OK, the seller is being a donkey; claiming she doesn't HAVE a cat and it didn't smell like that when she mailed it! Whatever. I'm sending it back, can't deal with it, even to clean it!


----------



## wr (Aug 10, 2003)

I think you'll save yourself a lot of time and grief if you can send it back.


----------



## CaliannG (Apr 29, 2005)

For the future, and ONLY if you can manage to re-do the dye and finish on the saddle:

Bleach combats cat urine.

Cat urine is high in ammonia. Bleach and ammonia react to one another, forming a gas, which out-gasses the smell from whatever.

Therefore, do any treatments of this sort either outside or in a well ventilated room. Clean as per normal afterwards. SOME leather dyes hold up well under this treatment...and some have to be re-dyed and re-sealed afterwards.

Put bleach in a spray bottle. Spray the affected area liberally. Wait for foam to start dropping off and returning to liquid state. Wipe off.

I haven't used this on a saddle, but I have used it on wood and leather furniture. It's the only thing I know of that can get the smell out of wood that has, for a long period of time, been used as a marking area for a cat.

Don't use this on fabric unless you plan to re-dye the fabric. For fabric not attached to bulky items like saddles, I have another formula which works.

~~ Queen of cleaning.


----------



## Stonybrook (Sep 22, 2007)

Jill, that is just way gross. I guess maybe that is why it was so cheap and why she wanted it gone and is being a jerk.


----------

▶ _Items_:
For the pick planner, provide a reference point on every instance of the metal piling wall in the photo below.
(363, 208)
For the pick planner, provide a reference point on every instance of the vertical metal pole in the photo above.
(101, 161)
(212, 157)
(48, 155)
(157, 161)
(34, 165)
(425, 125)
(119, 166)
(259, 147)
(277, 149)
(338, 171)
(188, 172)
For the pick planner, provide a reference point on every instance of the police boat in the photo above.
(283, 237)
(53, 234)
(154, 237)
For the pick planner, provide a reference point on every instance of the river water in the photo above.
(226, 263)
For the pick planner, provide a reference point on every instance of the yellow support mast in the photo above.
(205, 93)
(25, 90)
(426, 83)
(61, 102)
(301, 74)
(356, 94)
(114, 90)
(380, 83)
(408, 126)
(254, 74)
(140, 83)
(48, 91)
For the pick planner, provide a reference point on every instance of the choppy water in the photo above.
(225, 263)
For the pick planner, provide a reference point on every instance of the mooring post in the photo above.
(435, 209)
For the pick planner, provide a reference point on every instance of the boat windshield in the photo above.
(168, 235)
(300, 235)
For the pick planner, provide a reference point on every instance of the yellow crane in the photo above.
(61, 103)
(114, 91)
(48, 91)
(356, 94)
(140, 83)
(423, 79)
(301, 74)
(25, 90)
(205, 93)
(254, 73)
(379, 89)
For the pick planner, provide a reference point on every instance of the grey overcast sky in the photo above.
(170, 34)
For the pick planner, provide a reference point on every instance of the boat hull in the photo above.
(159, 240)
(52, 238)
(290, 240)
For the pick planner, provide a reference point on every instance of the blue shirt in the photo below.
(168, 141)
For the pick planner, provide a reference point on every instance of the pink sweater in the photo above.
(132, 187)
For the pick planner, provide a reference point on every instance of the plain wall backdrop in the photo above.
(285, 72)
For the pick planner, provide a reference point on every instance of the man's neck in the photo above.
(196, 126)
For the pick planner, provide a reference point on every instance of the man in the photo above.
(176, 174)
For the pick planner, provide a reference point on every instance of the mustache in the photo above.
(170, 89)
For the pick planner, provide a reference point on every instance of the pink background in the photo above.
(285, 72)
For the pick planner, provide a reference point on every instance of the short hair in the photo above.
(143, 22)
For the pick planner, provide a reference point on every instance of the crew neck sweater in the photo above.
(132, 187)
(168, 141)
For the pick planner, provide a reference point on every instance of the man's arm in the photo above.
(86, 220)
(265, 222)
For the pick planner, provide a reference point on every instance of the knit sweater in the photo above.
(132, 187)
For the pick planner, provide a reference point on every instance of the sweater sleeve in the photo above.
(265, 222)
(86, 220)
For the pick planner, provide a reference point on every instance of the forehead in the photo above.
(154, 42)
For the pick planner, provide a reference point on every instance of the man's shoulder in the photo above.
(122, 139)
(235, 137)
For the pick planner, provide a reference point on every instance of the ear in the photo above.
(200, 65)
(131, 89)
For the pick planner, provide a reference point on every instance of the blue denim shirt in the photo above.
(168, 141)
...
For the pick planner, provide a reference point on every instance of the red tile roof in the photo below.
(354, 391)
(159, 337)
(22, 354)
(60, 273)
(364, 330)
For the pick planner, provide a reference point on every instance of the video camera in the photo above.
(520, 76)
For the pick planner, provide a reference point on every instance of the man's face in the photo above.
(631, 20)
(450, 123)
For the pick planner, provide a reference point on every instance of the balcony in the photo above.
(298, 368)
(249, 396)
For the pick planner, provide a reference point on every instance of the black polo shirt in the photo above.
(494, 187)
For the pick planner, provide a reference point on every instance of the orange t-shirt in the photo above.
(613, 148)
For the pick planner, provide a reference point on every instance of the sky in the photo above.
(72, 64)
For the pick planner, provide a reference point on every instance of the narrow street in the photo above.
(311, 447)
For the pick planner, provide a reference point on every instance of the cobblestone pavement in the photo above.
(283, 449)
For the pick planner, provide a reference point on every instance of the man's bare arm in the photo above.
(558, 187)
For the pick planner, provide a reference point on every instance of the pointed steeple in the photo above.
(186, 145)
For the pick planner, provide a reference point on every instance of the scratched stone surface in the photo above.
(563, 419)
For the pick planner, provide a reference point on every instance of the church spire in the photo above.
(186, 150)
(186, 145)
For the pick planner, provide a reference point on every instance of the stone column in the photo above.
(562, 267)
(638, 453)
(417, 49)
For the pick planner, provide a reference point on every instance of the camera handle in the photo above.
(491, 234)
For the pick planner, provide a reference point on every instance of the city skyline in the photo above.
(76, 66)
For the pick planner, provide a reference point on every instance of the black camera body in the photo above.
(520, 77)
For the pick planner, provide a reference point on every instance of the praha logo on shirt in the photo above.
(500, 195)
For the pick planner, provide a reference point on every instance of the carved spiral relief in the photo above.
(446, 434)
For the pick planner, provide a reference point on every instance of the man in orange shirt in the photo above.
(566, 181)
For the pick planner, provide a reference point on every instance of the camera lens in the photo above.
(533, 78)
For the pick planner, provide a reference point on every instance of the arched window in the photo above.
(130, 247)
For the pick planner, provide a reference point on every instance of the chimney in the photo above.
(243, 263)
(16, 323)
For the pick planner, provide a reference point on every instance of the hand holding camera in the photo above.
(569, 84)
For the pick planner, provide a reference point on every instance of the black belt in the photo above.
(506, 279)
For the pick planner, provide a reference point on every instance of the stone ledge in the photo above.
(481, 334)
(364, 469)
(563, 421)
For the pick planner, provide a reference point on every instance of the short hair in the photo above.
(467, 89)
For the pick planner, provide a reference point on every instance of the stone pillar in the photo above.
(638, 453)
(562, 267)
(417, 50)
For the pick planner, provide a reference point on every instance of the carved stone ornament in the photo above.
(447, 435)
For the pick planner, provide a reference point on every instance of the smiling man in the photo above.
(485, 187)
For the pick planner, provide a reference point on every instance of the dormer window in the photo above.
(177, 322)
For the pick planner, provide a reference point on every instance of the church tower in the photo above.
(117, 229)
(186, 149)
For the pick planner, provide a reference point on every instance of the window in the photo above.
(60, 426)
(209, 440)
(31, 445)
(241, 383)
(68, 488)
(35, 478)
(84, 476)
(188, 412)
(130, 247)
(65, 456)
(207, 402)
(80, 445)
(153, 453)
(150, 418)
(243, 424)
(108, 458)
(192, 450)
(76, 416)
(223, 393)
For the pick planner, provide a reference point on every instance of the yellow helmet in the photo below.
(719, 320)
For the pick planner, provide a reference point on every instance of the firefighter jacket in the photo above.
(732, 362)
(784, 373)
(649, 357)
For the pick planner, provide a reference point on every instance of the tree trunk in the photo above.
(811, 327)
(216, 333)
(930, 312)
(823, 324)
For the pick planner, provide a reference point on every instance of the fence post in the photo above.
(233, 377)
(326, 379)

▶ _Stated exercise_:
Please answer these about the thread on the saddle that smells of cat urine:
(a) What does the seller claim?
(b) According to CaliannG, what is cat urine high in?
(c) On what has CaliannG used the bleach treatment?

▶ _Reply_:
(a) She claims she doesn't have a cat and that it didn't smell like that when she mailed it.
(b) Ammonia.
(c) Wood and leather furniture.